Render every line of the records below as a JSON list of strings, with one string per line and blank lines omitted.
▼
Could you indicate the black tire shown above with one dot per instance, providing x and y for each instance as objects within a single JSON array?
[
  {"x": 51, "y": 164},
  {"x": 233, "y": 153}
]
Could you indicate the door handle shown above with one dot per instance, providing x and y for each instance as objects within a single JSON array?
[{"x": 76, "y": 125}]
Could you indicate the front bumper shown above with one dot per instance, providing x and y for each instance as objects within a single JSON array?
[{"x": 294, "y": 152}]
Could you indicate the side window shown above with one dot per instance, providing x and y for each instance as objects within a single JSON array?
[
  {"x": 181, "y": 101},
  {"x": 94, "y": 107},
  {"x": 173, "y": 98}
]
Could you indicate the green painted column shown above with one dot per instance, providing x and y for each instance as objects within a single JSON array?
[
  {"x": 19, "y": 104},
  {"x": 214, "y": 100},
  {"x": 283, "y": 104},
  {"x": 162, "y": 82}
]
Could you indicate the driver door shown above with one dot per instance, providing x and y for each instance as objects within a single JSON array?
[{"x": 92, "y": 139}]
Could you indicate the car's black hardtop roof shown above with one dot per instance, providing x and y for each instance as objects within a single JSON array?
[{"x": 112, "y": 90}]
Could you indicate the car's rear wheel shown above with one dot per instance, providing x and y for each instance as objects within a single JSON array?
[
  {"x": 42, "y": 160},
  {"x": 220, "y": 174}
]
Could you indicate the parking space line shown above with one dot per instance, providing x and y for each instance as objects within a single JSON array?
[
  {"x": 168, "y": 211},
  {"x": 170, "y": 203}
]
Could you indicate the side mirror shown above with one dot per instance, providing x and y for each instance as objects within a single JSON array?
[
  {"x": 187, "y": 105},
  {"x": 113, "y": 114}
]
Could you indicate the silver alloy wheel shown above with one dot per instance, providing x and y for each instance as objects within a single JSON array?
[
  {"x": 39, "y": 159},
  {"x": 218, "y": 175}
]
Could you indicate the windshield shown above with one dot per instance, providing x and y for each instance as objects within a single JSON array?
▲
**RESULT OF THE EXERCISE:**
[
  "Could you indicate the black tire shown above with one dot per instance, providing x and y for each instance as objects within a single JSON array?",
  "[",
  "  {\"x\": 51, \"y\": 164},",
  "  {\"x\": 233, \"y\": 153}",
  "]",
  "Could you indicate the door handle shown above with one dot per instance, providing x and y for each instance as objects within a single JSON array?",
  "[{\"x\": 76, \"y\": 125}]",
  "Could you indicate the front bumper shown above with one dot per instance, providing x and y for each instance as objects within a single JSON array?",
  "[{\"x\": 294, \"y\": 152}]",
  "Could you indicate the side window shown above with one dot per instance, providing x and y for each instance as objects within a single JSON array?",
  "[",
  "  {\"x\": 181, \"y\": 101},",
  "  {\"x\": 94, \"y\": 107},",
  "  {\"x\": 173, \"y\": 98}",
  "]",
  "Could you indicate the green painted column shown above with one dot per instance, providing x and y for each instance as objects within a single JSON array?",
  "[",
  "  {\"x\": 19, \"y\": 104},",
  "  {\"x\": 214, \"y\": 100},",
  "  {\"x\": 283, \"y\": 104},",
  "  {\"x\": 162, \"y\": 82}",
  "]",
  "Could you indicate the driver door shown above with one dot per instance, providing x and y for each instance as objects within a single JSON array?",
  "[{\"x\": 92, \"y\": 139}]",
  "Could you indicate the car's black hardtop roof shown above with one dot per instance, providing x and y for each instance as objects within a single JSON array?",
  "[{\"x\": 112, \"y\": 90}]",
  "Could you indicate the car's rear wheel shown above with one dot per instance, providing x and y for each instance as objects within a single JSON array?",
  "[",
  "  {\"x\": 42, \"y\": 160},",
  "  {\"x\": 220, \"y\": 174}",
  "]",
  "Could you indicate the parking space line shown above with one dot per instance, providing x and y for each instance as objects within a single JSON array?",
  "[",
  "  {\"x\": 168, \"y\": 211},",
  "  {\"x\": 170, \"y\": 203}",
  "]",
  "Could you indicate the side mirror shown above with one dot per instance, providing x and y for each instance as objects within a single JSON array?",
  "[",
  "  {\"x\": 187, \"y\": 105},",
  "  {\"x\": 113, \"y\": 114}",
  "]",
  "Could you indicate the silver alloy wheel shown above with one dot per instance, providing x and y for each instance as objects within a single JSON array?",
  "[",
  "  {\"x\": 39, \"y\": 159},",
  "  {\"x\": 218, \"y\": 175}",
  "]",
  "Could you indicate the windshield shown above with one dot per instance, providing x and y for each instance as objects within a single JSON array?"
]